Supplied material:
:::::

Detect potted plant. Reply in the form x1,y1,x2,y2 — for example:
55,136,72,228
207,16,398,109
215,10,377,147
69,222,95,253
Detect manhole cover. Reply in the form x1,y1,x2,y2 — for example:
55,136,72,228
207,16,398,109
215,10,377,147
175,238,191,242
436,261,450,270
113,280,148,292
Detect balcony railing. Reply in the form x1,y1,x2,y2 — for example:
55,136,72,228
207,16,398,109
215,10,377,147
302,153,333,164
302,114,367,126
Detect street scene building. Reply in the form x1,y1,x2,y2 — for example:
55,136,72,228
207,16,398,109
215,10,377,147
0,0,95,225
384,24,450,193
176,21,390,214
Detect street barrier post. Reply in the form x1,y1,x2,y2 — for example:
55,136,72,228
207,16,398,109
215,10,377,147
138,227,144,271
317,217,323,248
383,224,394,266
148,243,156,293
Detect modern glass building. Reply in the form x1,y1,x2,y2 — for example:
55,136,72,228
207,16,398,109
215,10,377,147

:::::

Given problem: Swap every "Reply" in the items above for "Respond" and give all the lines again with nothing else changed.

Exercise solution:
Detect potted plant. Respond in the form x1,y1,x2,y2 — for example:
55,136,72,228
207,16,398,109
215,10,377,147
69,222,95,253
Detect manhole cover. Respond in the form x1,y1,x2,y2 — for example:
55,136,72,228
207,16,398,109
215,10,377,147
175,238,191,242
436,261,450,270
113,280,148,292
Detect balcony railing. Respond in the form x1,y1,x2,y2 — for example:
55,136,72,228
207,16,398,109
215,10,377,147
302,153,333,164
302,114,367,126
Detect street scene building. Respond in the form x1,y1,x2,y2 — for example:
55,136,72,228
207,16,398,109
215,10,377,147
0,0,95,225
384,24,450,193
176,21,390,214
Detect street barrier post. Respond in the form x1,y1,x2,y2 — for example:
55,136,72,228
207,16,398,109
215,10,377,147
138,227,144,271
317,217,323,248
383,224,394,266
148,243,156,293
Detect modern glass building. Respond in the form x1,y1,x2,y2 — for example:
55,136,72,228
207,16,398,109
215,10,377,147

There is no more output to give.